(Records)
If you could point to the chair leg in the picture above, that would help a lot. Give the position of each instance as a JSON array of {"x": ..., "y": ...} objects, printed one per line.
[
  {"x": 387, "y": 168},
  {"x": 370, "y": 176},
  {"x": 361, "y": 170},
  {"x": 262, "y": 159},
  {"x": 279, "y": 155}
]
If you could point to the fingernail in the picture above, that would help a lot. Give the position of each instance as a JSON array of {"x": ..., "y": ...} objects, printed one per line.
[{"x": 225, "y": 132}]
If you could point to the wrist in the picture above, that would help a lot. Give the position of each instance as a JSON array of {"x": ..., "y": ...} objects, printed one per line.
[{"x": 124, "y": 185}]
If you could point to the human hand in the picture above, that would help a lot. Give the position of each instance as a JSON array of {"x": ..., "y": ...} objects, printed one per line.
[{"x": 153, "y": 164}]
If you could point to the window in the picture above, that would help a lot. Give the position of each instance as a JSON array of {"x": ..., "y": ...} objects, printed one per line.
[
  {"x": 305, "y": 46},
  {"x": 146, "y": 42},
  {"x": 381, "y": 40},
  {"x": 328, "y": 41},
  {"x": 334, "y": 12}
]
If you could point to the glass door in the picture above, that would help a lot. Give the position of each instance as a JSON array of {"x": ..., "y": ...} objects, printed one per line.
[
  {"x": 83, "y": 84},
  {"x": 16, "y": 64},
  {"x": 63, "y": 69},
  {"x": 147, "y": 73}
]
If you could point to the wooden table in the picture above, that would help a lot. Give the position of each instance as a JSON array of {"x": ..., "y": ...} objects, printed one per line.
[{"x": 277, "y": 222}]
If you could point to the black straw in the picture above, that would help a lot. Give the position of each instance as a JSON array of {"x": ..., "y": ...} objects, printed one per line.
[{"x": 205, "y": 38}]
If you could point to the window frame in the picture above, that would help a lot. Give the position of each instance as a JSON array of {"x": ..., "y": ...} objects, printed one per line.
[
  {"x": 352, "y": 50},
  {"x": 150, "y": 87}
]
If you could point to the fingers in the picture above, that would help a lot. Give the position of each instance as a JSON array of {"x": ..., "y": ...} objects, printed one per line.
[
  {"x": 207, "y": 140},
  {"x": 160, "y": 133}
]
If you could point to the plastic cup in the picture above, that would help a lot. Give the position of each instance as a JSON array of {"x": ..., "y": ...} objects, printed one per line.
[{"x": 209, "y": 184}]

◆ **WORK TO COMPLETE**
Express the lines above as a JSON list of strings, with one string for each line and any blank lines omitted.

◆ **WORKED SOLUTION**
[
  "If you could point to the chair leg in the picture above, that would help a lot. Give the position of each instance as a JSON array of {\"x\": ..., \"y\": ...} objects, printed one per line.",
  "[",
  "  {\"x\": 387, \"y\": 168},",
  "  {\"x\": 370, \"y\": 176},",
  "  {\"x\": 361, \"y\": 170},",
  "  {\"x\": 262, \"y\": 159},",
  "  {\"x\": 279, \"y\": 155}",
  "]",
  "If you could point to the fingernail in the picture above, that would help a lot. Give the position of each instance as a JSON array of {\"x\": ..., \"y\": ...} objects, printed one per line.",
  "[{\"x\": 225, \"y\": 132}]",
  "If you could point to the wrist in the picture above, that would help a lot. Give the position of each instance as a JSON array of {\"x\": ..., \"y\": ...} objects, printed one per line.",
  "[{\"x\": 124, \"y\": 185}]",
  "If you could point to the human hand in the picture above, that would help a lot. Give the position of each instance as a JSON array of {\"x\": ..., \"y\": ...} objects, printed one per line.",
  "[{\"x\": 153, \"y\": 164}]",
  "If you could point to the window in the picture above, that would help a lot. Give the position of each instance as a JSON array of {\"x\": ..., \"y\": ...} objects, printed one per line.",
  "[",
  "  {\"x\": 305, \"y\": 46},",
  "  {\"x\": 146, \"y\": 42},",
  "  {\"x\": 381, \"y\": 40},",
  "  {\"x\": 328, \"y\": 41},",
  "  {\"x\": 334, \"y\": 12}",
  "]",
  "If you could point to the glass door in the picture above, that would help a lot. Give the position of each instance as a JSON array of {\"x\": ..., \"y\": ...} objects, printed one per line.",
  "[",
  "  {\"x\": 83, \"y\": 84},",
  "  {\"x\": 16, \"y\": 64},",
  "  {\"x\": 63, \"y\": 69},",
  "  {\"x\": 147, \"y\": 73}",
  "]",
  "If you could point to the wooden table in the picture above, that would help a lot. Give the position of each instance as a JSON array of {\"x\": ..., \"y\": ...} objects, printed one per line.",
  "[{\"x\": 277, \"y\": 222}]",
  "If you could point to the black straw in the picture above, that would help a lot. Give the position of each instance as a JSON array of {\"x\": ..., \"y\": ...} objects, printed one per line.",
  "[{\"x\": 205, \"y\": 38}]",
  "If you could point to the window frame in the picture above, that would help a lot. Give the position of each instance as a JSON array of {\"x\": ..., \"y\": ...} objects, printed one per line.",
  "[",
  "  {\"x\": 352, \"y\": 50},",
  "  {\"x\": 150, \"y\": 87}",
  "]",
  "If you could point to the fingers in the picture above, that would help a lot. Give the position of each instance as a JSON array of {\"x\": ..., \"y\": ...} objects, printed one per line.",
  "[",
  "  {\"x\": 207, \"y\": 140},",
  "  {\"x\": 160, \"y\": 133}",
  "]",
  "If you could point to the plastic cup in the picture above, that would help a lot. Give the position of each instance as a JSON array of {\"x\": ..., \"y\": ...} objects, printed one per line.",
  "[{\"x\": 209, \"y\": 184}]"
]